:: REQUIREMENTS ::
Render the entries below as a two-column CSV with the headers "prompt" and "points", giving one row for each entry. Put the entry's text and its answer each in a single quoted field, and replace any line breaks with spaces.

[A series of records]
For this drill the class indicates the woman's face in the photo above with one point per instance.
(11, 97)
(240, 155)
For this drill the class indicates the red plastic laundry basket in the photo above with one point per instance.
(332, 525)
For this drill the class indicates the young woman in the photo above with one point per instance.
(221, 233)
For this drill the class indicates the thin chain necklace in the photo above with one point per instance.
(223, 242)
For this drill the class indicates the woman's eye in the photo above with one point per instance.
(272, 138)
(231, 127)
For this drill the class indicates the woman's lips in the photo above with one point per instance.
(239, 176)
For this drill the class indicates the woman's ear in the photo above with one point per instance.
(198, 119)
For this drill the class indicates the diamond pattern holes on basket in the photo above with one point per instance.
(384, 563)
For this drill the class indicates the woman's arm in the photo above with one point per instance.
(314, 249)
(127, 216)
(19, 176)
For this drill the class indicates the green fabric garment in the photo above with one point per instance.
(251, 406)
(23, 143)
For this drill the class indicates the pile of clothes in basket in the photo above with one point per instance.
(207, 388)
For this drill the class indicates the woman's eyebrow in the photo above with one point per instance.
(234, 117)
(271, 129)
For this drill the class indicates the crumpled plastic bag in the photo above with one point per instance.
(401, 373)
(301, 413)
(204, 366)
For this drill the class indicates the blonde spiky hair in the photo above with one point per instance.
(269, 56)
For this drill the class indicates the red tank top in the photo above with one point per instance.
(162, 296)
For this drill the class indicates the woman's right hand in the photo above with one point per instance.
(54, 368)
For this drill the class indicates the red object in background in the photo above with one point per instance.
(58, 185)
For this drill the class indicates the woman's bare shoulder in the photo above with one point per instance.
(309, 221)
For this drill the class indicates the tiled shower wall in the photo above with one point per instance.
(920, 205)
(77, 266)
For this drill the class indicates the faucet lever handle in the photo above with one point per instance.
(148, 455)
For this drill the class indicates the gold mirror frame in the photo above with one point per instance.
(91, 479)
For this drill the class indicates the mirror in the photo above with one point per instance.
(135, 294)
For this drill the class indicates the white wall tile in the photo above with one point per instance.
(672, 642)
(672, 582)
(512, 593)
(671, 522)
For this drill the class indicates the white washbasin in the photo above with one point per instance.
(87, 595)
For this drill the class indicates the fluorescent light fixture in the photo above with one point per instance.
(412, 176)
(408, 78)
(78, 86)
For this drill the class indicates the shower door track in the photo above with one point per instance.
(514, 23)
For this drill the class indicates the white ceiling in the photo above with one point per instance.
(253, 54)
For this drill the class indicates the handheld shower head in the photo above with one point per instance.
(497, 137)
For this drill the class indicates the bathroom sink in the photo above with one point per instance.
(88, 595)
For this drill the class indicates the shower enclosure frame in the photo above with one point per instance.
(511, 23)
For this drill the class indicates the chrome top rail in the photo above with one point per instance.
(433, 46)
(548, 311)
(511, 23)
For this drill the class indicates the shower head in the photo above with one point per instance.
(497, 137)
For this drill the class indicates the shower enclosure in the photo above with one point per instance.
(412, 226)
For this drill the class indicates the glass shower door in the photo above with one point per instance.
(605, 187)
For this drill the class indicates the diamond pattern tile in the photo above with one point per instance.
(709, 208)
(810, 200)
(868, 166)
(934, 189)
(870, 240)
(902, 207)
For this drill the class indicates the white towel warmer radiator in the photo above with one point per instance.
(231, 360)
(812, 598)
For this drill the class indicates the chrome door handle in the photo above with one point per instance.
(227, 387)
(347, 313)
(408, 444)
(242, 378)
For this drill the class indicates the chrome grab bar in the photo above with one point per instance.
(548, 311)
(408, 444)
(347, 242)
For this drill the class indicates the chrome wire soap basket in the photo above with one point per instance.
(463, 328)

:: TASK RESPONSE ::
prompt,points
"For this drill the class indicates the woman's face in the photo above with one point per instance.","(11, 97) (240, 155)"
"For this drill the class indicates the red plastic laundry basket in the photo above with one point per instance.","(332, 525)"
"For this drill the class indicates the young woman in the photo above with one point per instance.","(221, 233)"
"For this drill the class indicates the thin chain necklace in the photo above with one point per instance.","(223, 242)"
"For this drill the class indicates the woman's eye in the photo above with one point per instance.","(272, 138) (231, 127)"
"For this drill the class indicates the woman's lips in the photo above with one point per instance.","(239, 176)"
"For this drill the class indicates the woman's ear in the photo above with one point per instance.","(198, 119)"
"For this drill the class indicates the diamond pattern holes on basket in the photo above with one point per instance.","(384, 563)"
"For this drill the class indicates the woman's arm in the photo above with one point per instance.","(314, 249) (127, 216) (19, 176)"
"For this drill the class indicates the green fabric garment in the photo above with one point per instance.","(251, 406) (23, 143)"
"For this drill the class indicates the pile of clothes in basket in the photo above with one point per instance.","(207, 388)"
"For this drill the class indicates the woman's eyebrow in the photo above with one point per instance.","(234, 117) (271, 129)"
"For this drill the class indicates the crumpled plastic bag in the photo above with one point per instance.","(401, 373) (301, 413) (204, 366)"
"For this drill the class indicates the blonde spiky hair in the photo above with one point per instance.","(269, 56)"
"For this drill the class indicates the red tank top in the photo above with one point per instance.","(162, 296)"
"For this drill the class indicates the woman's right hand in the photo above with one point per instance.","(54, 368)"
"For this drill the class indicates the red object in background in the photo above with one point per instance.","(58, 185)"
"For this drill the class indicates the woman's bare shoulder in the photo above with one point per instance.","(309, 221)"
"For this drill the class indicates the tiled shower wall in the photo above with one point per instance.","(920, 205) (77, 266)"
"For this drill the class indicates the faucet lever handle in the photo above with one point per instance.","(148, 455)"
"For this drill the class indicates the gold mirror frame in the photo above with one point per instance.","(91, 479)"
"For this drill the class indicates the mirror in the photo above with one point per instance.","(135, 294)"
"For this drill the class indicates the white wall tile in the photo above with one point per instance.","(672, 642) (672, 582) (512, 593) (671, 522)"
"For this drill the class indicates the white washbasin in the photo above with one point per instance.","(87, 595)"
"For this drill the class indicates the fluorescent light fixture in the photo above with one point per instance.","(412, 176) (408, 78) (78, 86)"
"For this drill the class indicates the shower door track in the photo above with one point per instance.","(514, 23)"
"For this drill the class indicates the white ceiling in the photo above with one point per instance.","(253, 54)"
"For this drill the class indicates the handheld shower head in the photo above with one point per instance.","(497, 137)"
"For this drill the class indicates the bathroom sink in the photo above with one point per instance.","(88, 595)"
"For this drill the class indicates the shower enclosure frame in the photo above with one point per instance.","(511, 23)"
"For this drill the class indicates the chrome top rail in the photo above with one point per instance.","(433, 46) (548, 311) (511, 23)"
"For this drill the class indicates the shower head in the photo above with one point per instance.","(497, 137)"
"For this drill the class indicates the shower enclosure in the photo above with one point per instance.","(412, 226)"
"For this drill the class indicates the glass shower door in the photo above with one point per instance.","(605, 187)"
"For this drill the class indicates the diamond pattern tile in the photo above with one point per instance.","(709, 208) (810, 200) (868, 166) (934, 189) (870, 240) (902, 207)"
"For this drill the class indicates the white towel warmer radiator in the photo above with one point per instance.","(231, 360) (812, 598)"
"For this drill the class indicates the chrome door handle in the photo above with one point per instance.","(227, 387) (347, 313) (408, 444) (242, 378)"
"For this drill the class indicates the chrome grab bar in the photo above with one point per instance.","(548, 311) (408, 444) (347, 242)"
"For this drill the class indicates the chrome wire soap basket in the photo above with one point per instance.","(463, 328)"